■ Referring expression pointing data
################

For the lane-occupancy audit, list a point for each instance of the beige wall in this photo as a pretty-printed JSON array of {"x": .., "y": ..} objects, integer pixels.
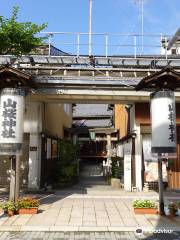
[
  {"x": 121, "y": 119},
  {"x": 56, "y": 117}
]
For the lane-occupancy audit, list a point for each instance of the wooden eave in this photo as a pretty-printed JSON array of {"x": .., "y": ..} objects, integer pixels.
[
  {"x": 167, "y": 78},
  {"x": 12, "y": 77}
]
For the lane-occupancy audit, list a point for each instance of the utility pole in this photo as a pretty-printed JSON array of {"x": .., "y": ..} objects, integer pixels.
[
  {"x": 142, "y": 26},
  {"x": 90, "y": 27},
  {"x": 141, "y": 2}
]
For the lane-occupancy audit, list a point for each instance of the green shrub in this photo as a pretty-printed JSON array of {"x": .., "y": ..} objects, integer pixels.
[
  {"x": 67, "y": 163},
  {"x": 144, "y": 204},
  {"x": 116, "y": 167},
  {"x": 9, "y": 205},
  {"x": 27, "y": 202}
]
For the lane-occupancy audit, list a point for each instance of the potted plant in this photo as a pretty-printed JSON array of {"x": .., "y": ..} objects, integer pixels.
[
  {"x": 143, "y": 206},
  {"x": 27, "y": 205},
  {"x": 1, "y": 207},
  {"x": 9, "y": 207},
  {"x": 178, "y": 208},
  {"x": 172, "y": 209}
]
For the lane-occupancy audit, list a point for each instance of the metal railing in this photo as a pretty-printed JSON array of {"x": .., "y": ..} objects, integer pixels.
[{"x": 108, "y": 44}]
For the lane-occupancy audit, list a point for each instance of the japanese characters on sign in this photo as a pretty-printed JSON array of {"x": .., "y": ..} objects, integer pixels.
[
  {"x": 163, "y": 120},
  {"x": 171, "y": 117},
  {"x": 11, "y": 120}
]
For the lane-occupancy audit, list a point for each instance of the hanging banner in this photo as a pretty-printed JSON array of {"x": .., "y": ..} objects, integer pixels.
[
  {"x": 11, "y": 121},
  {"x": 163, "y": 120},
  {"x": 127, "y": 165},
  {"x": 151, "y": 162}
]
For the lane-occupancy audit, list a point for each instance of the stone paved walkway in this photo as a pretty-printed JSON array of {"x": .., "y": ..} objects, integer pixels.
[
  {"x": 90, "y": 207},
  {"x": 85, "y": 236},
  {"x": 86, "y": 214}
]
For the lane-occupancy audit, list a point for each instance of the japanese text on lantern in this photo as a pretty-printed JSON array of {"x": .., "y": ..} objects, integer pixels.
[
  {"x": 172, "y": 123},
  {"x": 9, "y": 118}
]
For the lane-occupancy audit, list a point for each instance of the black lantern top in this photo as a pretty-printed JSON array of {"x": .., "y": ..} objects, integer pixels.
[
  {"x": 14, "y": 78},
  {"x": 167, "y": 78}
]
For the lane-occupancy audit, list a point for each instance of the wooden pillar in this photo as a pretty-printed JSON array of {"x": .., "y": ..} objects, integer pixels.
[
  {"x": 17, "y": 186},
  {"x": 12, "y": 179}
]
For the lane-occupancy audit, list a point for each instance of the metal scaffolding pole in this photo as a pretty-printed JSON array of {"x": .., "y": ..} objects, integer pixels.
[{"x": 90, "y": 27}]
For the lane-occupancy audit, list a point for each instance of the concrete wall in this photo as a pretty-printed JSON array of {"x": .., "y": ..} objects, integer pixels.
[
  {"x": 56, "y": 117},
  {"x": 33, "y": 124}
]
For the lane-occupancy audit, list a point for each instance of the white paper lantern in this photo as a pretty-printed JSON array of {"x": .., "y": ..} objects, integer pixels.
[
  {"x": 163, "y": 120},
  {"x": 12, "y": 103}
]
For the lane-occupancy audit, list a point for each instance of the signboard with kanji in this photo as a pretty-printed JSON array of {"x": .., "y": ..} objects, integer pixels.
[
  {"x": 163, "y": 119},
  {"x": 11, "y": 120}
]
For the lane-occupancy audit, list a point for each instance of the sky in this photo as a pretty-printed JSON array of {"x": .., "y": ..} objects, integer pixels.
[{"x": 109, "y": 16}]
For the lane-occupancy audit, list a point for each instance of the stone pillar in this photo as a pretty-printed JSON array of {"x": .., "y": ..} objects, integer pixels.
[
  {"x": 75, "y": 137},
  {"x": 34, "y": 161},
  {"x": 138, "y": 158},
  {"x": 108, "y": 154}
]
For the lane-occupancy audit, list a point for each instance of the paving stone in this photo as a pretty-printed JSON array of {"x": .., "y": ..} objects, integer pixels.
[
  {"x": 89, "y": 223},
  {"x": 130, "y": 222}
]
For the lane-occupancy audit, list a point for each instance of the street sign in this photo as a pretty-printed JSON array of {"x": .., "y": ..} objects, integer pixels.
[{"x": 11, "y": 121}]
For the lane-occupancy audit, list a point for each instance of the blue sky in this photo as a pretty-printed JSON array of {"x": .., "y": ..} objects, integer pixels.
[{"x": 113, "y": 16}]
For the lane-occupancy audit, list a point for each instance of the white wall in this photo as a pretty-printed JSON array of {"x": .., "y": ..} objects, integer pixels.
[{"x": 33, "y": 125}]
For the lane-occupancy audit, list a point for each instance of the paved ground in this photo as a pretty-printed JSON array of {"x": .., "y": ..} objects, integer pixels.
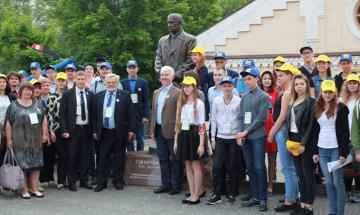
[{"x": 132, "y": 200}]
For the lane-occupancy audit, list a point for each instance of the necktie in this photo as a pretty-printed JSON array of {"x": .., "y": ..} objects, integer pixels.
[
  {"x": 108, "y": 103},
  {"x": 82, "y": 103}
]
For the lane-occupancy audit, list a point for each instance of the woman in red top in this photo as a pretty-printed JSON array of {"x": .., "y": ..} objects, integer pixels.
[{"x": 268, "y": 84}]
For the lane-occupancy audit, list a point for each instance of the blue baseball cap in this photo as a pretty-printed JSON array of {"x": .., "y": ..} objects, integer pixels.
[
  {"x": 106, "y": 64},
  {"x": 251, "y": 71},
  {"x": 346, "y": 57},
  {"x": 131, "y": 63},
  {"x": 22, "y": 73},
  {"x": 227, "y": 79},
  {"x": 35, "y": 65},
  {"x": 221, "y": 55},
  {"x": 100, "y": 59},
  {"x": 248, "y": 63},
  {"x": 70, "y": 66},
  {"x": 50, "y": 67}
]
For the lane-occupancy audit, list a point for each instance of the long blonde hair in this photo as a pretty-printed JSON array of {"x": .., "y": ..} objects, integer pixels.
[
  {"x": 345, "y": 94},
  {"x": 181, "y": 102}
]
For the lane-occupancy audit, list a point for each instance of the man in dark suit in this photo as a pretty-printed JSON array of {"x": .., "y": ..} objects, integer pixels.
[
  {"x": 220, "y": 59},
  {"x": 112, "y": 126},
  {"x": 139, "y": 90},
  {"x": 75, "y": 126}
]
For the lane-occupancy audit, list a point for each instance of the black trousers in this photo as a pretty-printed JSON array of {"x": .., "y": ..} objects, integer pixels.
[
  {"x": 111, "y": 146},
  {"x": 225, "y": 155},
  {"x": 305, "y": 170},
  {"x": 79, "y": 150},
  {"x": 62, "y": 158},
  {"x": 47, "y": 172}
]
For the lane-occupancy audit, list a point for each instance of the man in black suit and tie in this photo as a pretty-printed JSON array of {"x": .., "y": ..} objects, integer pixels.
[
  {"x": 139, "y": 89},
  {"x": 112, "y": 126},
  {"x": 75, "y": 126}
]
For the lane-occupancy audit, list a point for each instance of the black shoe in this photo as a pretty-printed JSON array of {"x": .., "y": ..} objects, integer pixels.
[
  {"x": 246, "y": 198},
  {"x": 285, "y": 208},
  {"x": 100, "y": 187},
  {"x": 86, "y": 185},
  {"x": 194, "y": 203},
  {"x": 162, "y": 189},
  {"x": 231, "y": 200},
  {"x": 174, "y": 192},
  {"x": 215, "y": 199},
  {"x": 72, "y": 187},
  {"x": 185, "y": 201},
  {"x": 263, "y": 206},
  {"x": 298, "y": 211},
  {"x": 119, "y": 186},
  {"x": 251, "y": 202},
  {"x": 308, "y": 212}
]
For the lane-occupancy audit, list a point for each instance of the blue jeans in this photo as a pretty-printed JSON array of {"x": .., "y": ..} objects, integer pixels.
[
  {"x": 139, "y": 138},
  {"x": 287, "y": 166},
  {"x": 254, "y": 155},
  {"x": 335, "y": 187},
  {"x": 171, "y": 169}
]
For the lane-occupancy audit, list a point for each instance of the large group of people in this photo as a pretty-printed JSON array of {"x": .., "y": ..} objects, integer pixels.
[{"x": 84, "y": 123}]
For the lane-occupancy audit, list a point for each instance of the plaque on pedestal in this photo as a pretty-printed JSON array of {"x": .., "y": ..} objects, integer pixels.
[{"x": 142, "y": 169}]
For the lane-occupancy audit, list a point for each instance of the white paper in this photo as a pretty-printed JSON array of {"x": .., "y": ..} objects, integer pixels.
[
  {"x": 185, "y": 126},
  {"x": 227, "y": 128},
  {"x": 108, "y": 112},
  {"x": 334, "y": 165},
  {"x": 33, "y": 118},
  {"x": 247, "y": 119},
  {"x": 134, "y": 98}
]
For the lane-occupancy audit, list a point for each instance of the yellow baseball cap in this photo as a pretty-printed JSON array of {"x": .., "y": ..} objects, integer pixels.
[
  {"x": 3, "y": 76},
  {"x": 34, "y": 81},
  {"x": 280, "y": 59},
  {"x": 293, "y": 147},
  {"x": 188, "y": 80},
  {"x": 198, "y": 49},
  {"x": 61, "y": 75},
  {"x": 328, "y": 85},
  {"x": 287, "y": 67},
  {"x": 353, "y": 77},
  {"x": 296, "y": 71},
  {"x": 323, "y": 58}
]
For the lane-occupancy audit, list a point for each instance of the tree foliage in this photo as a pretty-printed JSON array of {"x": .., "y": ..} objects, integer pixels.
[{"x": 116, "y": 29}]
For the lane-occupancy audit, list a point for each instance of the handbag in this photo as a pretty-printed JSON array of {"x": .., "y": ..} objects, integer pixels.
[{"x": 11, "y": 175}]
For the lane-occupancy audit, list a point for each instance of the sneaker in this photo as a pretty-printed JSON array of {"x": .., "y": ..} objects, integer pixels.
[
  {"x": 215, "y": 199},
  {"x": 231, "y": 200},
  {"x": 60, "y": 187},
  {"x": 298, "y": 211},
  {"x": 246, "y": 198}
]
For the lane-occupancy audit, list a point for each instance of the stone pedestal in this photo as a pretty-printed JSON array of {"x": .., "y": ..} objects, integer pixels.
[{"x": 142, "y": 169}]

################

■ Work order
Retype the lines from the one containing "the stone pedestal" to the last line above. Change nothing and include no others.

■ Expected answer
For the lane-occupancy audit, list a point for each instance of the stone pedestal in this photo as a pretty-printed JSON array of {"x": .., "y": ..} objects, integer pixels.
[{"x": 142, "y": 169}]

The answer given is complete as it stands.